What you need to do »
Retype every entry precisely and keep each line whole.
(Data for this exercise begins)
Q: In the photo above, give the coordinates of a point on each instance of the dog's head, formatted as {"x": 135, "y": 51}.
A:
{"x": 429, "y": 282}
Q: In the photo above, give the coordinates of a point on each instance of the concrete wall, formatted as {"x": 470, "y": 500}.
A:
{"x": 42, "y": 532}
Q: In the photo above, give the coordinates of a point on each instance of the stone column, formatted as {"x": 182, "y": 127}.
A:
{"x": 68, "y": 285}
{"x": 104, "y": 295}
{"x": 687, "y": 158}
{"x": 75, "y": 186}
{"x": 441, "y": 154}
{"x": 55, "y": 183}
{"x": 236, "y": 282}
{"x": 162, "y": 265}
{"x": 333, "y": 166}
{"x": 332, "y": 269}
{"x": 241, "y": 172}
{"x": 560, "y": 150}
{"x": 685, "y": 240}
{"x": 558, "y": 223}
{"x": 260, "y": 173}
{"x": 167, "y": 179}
(Data for this exercise ends)
Solution below »
Q: In the photo above, give the coordinates of a point on each instance of the dog's head, formatted as {"x": 135, "y": 51}.
A:
{"x": 429, "y": 282}
Q: In the photo above, give the coordinates of a point on each instance of the concrete wall, formatted as {"x": 470, "y": 500}.
A:
{"x": 42, "y": 532}
Q: In the photo above, give the coordinates of a point on each instance of the stone column, formatted as {"x": 182, "y": 127}.
A:
{"x": 68, "y": 285}
{"x": 104, "y": 295}
{"x": 687, "y": 158}
{"x": 75, "y": 186}
{"x": 441, "y": 154}
{"x": 55, "y": 183}
{"x": 236, "y": 282}
{"x": 162, "y": 265}
{"x": 333, "y": 166}
{"x": 332, "y": 269}
{"x": 241, "y": 172}
{"x": 560, "y": 150}
{"x": 685, "y": 240}
{"x": 558, "y": 223}
{"x": 260, "y": 173}
{"x": 167, "y": 179}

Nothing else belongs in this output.